Task prompt: Would you print all of the records below exactly, without skipping any?

======== Study material ========

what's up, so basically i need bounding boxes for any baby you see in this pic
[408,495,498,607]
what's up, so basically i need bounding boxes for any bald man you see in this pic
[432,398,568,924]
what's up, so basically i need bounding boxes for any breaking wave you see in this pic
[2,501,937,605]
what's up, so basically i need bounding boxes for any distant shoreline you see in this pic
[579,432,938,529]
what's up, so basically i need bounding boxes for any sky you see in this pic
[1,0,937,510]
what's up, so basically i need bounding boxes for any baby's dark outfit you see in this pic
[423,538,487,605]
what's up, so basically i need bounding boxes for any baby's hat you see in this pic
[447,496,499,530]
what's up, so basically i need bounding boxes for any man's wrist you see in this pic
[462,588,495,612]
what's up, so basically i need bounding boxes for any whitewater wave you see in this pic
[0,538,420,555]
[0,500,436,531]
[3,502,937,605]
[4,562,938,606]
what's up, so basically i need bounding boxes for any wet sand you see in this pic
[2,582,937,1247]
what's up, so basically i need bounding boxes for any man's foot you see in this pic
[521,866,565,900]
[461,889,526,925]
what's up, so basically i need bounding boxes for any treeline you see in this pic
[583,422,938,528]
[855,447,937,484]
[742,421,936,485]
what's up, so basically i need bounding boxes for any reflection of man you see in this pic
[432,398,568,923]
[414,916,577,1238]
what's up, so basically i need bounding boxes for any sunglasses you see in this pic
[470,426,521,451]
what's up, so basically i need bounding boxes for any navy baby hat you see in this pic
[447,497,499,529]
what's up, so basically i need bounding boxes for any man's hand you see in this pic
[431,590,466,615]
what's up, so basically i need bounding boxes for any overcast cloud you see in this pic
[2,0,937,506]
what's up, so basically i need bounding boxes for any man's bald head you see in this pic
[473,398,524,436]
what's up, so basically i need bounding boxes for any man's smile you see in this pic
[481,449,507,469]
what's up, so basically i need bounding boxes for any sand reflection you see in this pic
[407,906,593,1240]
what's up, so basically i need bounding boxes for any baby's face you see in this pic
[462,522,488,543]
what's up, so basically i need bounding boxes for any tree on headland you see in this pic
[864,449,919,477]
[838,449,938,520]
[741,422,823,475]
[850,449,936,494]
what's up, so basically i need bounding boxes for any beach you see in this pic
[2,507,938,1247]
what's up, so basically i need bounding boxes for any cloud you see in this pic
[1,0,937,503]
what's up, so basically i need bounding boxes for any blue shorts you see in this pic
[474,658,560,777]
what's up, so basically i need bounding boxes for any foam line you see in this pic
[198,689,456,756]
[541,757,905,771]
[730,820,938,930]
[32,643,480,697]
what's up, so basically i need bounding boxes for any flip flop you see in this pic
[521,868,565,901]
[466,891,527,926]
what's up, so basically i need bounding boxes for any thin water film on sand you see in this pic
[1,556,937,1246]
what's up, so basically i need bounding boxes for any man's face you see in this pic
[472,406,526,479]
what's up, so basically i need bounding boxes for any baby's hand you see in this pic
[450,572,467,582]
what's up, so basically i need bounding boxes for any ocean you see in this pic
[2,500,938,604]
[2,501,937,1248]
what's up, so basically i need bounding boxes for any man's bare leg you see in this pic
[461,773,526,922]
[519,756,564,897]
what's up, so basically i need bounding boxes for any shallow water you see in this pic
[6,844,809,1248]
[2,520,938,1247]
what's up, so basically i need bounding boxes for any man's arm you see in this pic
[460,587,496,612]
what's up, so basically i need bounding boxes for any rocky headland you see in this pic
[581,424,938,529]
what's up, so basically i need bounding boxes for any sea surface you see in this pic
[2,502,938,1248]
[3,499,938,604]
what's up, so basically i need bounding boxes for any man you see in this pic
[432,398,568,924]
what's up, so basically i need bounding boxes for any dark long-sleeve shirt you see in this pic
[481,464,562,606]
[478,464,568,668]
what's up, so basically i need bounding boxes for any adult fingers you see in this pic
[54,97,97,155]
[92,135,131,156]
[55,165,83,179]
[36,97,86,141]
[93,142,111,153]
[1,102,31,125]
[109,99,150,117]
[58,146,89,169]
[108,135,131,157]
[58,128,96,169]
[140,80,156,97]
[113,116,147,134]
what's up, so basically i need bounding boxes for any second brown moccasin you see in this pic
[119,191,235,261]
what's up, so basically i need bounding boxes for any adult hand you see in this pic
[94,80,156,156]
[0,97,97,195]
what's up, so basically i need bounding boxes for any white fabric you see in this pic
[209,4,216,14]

========

Response box:
what's up, so basically i need bounding boxes for any baby you see in this pic
[408,495,498,607]
what's up, so basically i need bounding boxes for any bald man you see in this pic
[432,398,568,924]
what's up, so basically i need bounding boxes for any breaking wave you see in this pic
[2,501,937,605]
what's up, so basically i need bounding boxes for any distant shoreline you see in this pic
[579,432,938,529]
what's up, so basically i need bounding boxes for any sky you see in this pic
[1,0,937,510]
what's up, so basically i need bounding boxes for any baby's dark outfit you see in this pic
[423,538,487,605]
what's up, so basically i need bounding boxes for any baby's hat you see in this pic
[447,496,499,530]
what's up, so basically i need bounding boxes for any man's wrist you see in this pic
[462,588,495,612]
what's up, so basically i need bounding boxes for any whitewater wave you see in this pic
[0,538,420,555]
[0,500,436,531]
[3,502,937,605]
[4,562,938,606]
what's up, so basically i need bounding boxes for any wet sand you see in this pic
[2,582,937,1247]
what's up, so basically i need bounding boxes for any man's foot you see in this pic
[521,866,565,900]
[461,889,526,925]
what's up, so basically i need bounding boxes for any treeline you see in this pic
[583,422,938,528]
[855,447,937,484]
[742,421,936,485]
what's up, so basically i need bounding boxes for any reflection of man you see in this pic
[432,398,568,923]
[414,916,577,1238]
what's up, so basically i need bounding boxes for any sunglasses you see in this pic
[470,426,521,451]
what's up, so basically i need bounding boxes for any navy baby hat you see in this pic
[447,497,499,529]
what's up, so basically i need bounding boxes for any man's hand you see in this pic
[431,590,466,615]
what's up, so basically i need bounding boxes for any overcast cloud you see in this pic
[2,0,937,506]
what's up, so basically i need bounding boxes for any man's bald head you see in this pic
[473,398,524,436]
what's up, so basically i need bounding boxes for any man's smile you see in this pic
[481,449,507,469]
what's up, so basically i need bounding boxes for any sand reflection you see in this pic
[407,906,593,1240]
what's up, so basically i need bounding boxes for any baby's face you see in this pic
[462,522,488,543]
what's up, so basically i need bounding boxes for any tree on headland you see in this pic
[864,449,919,477]
[838,449,938,520]
[741,422,823,475]
[850,449,936,494]
what's up, so basically i need bounding boxes for any beach you see in this pic
[2,507,938,1247]
what's up, so basically i need bounding boxes for any cloud you see in this pic
[1,0,937,503]
what's up, so basically i need bounding boxes for any blue shorts you see in this pic
[474,658,560,777]
what's up, so basically i need bounding boxes for any foam line you see in this pic
[198,689,456,756]
[541,757,905,771]
[730,820,938,930]
[32,643,480,697]
what's up, so basically i need bounding boxes for any flip flop you see in this pic
[521,868,565,901]
[466,891,527,926]
what's up, so basically i need bounding boxes for any thin water film on sand you see in this pic
[1,556,937,1246]
what's up, so basically i need bounding boxes for any man's face you see in this pic
[472,406,526,479]
what's up, so basically i need bounding boxes for any baby's hand you see in this pic
[450,572,467,582]
what's up, so basically i need bounding boxes for any ocean you see in this pic
[2,500,938,604]
[2,501,937,1248]
what's up, so basically i need bounding boxes for any man's bare leg you see in this pic
[461,773,526,922]
[519,756,564,897]
what's up, so basically i need bounding boxes for any shallow water you see in this pic
[6,844,809,1248]
[2,520,938,1247]
what's up, so basically i need bounding boxes for any man's arm you see in this pic
[460,587,496,612]
what's up, so basically i need bounding boxes for any rocky headland you see in this pic
[581,424,938,529]
what's up, so basically i need bounding boxes for any sea surface you see in this pic
[2,502,938,1248]
[3,499,938,604]
what's up, so basically i need bounding boxes for any man you see in this pic
[432,398,568,924]
what's up, so basically i need bounding boxes for any dark long-sleeve shirt you see in this pic
[481,464,562,606]
[478,464,568,668]
what's up, so basically i need bounding boxes for any adult fingers you see in this pic
[54,97,97,155]
[92,135,131,156]
[55,165,83,179]
[36,97,86,141]
[93,142,111,153]
[1,102,31,125]
[109,99,150,117]
[58,146,89,169]
[108,135,131,157]
[58,128,96,169]
[140,80,156,97]
[113,116,147,134]
what's up, so basically i need bounding boxes for any second brown moccasin you see in this pic
[119,191,235,261]
what's up, so basically i need bounding boxes for any adult hand you see in this pic
[94,80,156,156]
[0,97,97,195]
what's up, so basically i need bounding boxes for any white fabric you see in this pic
[209,4,216,14]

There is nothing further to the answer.